#### EXCERPT TO READ:

━━━━━━━━━━━━━━━━━━━━

To review the full job description, see our company benefits, and apply for the position, please go to www.pge.com/careers and search for "tree specialist" under keywords on the management and professional jobs search page. Job number PSX42071.


----------



## daveyclimber (Jan 4, 2006)

I considered applying but I don't quite have ten years experience and am not a certified arborist . Killer Pay though and the job station is in my back yard . I also did their trimming while at davey , I dunno maybe it's worth a shot huh ?


----------



## begleytree (Jan 4, 2006)

TreeCo said:


> Sounds like a good job but I doubt many of us are interested in taking a pay cut and moving to California.



Yup
-Ralph


----------



## bottlefed89 (Jan 4, 2006)

Davey - Why not try, the worst they can say is no.


----------



## daveyclimber (Jan 4, 2006)

I may try . This is the same people I have worked for before so I know all the in and out of how they do things


----------



## bottlefed89 (Jan 5, 2006)

Seems like that would be somewhat of an in for you but who knows...


----------



## Mr. (Jan 6, 2006)

I'm guessing you drive a fox body and try to make friends with dentists.

"bottlefed89"

Fred


----------



## bottlefed89 (Jan 6, 2006)

You are correct on the fox body part. dentist friends though???
greg


----------



## daveyclimber (Jan 7, 2006)

N02


----------



## NYCHA FORESTER (Jan 7, 2006)

*Does your current employer offer those benefits?*

http://www.pge.com/careers/pay_benefits_more/index.html


----------



## Tree Dr. (Jan 9, 2006)

*pgne*

Job is no longer available.(discovered after 15 minutes) filling in "required fields"


----------

━━━━━━━━━━━━━━━━━━━━

#### EXTRACTED MATERIAL:
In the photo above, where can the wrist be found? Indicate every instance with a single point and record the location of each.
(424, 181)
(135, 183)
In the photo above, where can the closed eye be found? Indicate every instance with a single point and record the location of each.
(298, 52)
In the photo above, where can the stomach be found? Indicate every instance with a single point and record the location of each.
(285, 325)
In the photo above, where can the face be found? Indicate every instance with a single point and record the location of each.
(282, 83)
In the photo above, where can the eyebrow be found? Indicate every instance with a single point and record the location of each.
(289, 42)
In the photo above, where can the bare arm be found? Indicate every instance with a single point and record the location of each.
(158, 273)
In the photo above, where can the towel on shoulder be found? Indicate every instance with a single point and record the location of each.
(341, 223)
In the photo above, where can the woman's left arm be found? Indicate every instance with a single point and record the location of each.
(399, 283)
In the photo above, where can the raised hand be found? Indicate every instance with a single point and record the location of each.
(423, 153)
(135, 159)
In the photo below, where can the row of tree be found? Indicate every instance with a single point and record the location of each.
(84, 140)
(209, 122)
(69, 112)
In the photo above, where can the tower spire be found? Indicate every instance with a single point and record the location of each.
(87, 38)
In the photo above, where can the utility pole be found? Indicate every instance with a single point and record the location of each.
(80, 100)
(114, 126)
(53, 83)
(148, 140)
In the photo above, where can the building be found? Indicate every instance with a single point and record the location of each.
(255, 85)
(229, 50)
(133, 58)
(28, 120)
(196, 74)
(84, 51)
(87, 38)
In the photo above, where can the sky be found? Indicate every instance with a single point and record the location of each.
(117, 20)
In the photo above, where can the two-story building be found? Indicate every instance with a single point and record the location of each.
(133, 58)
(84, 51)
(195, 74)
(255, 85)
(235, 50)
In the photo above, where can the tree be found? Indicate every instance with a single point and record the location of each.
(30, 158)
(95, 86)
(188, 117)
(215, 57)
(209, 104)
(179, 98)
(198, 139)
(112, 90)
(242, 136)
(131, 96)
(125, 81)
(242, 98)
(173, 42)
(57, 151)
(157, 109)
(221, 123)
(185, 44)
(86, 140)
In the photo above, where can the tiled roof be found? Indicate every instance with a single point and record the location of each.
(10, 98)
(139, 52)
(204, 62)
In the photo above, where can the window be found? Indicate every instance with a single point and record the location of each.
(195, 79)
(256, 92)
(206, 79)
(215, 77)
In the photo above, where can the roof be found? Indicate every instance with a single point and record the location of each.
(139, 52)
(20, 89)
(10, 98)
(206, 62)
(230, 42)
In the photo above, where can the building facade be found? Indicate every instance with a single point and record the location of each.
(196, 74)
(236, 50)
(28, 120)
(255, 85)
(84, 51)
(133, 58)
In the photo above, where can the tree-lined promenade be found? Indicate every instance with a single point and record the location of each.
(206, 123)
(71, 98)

━━━━━━━━━━━━━━━━━━━━

#### WORK INSTRUCTIONS:
Decide whether each statement below agrees with the forum thread about the tree specialist job above. For each one, answer yes or no and quote the words of the thread that decide it. (a) daveyclimber says he is a certified arborist. (b) The job number given for the position is PSX42071. (c) bottlefed89 confirms that he drives a fox body.

#### IN RESPONSE:
(a) No: "am not a certified arborist"
(b) Yes: "Job number PSX42071."
(c) Yes: "You are correct on the fox body part."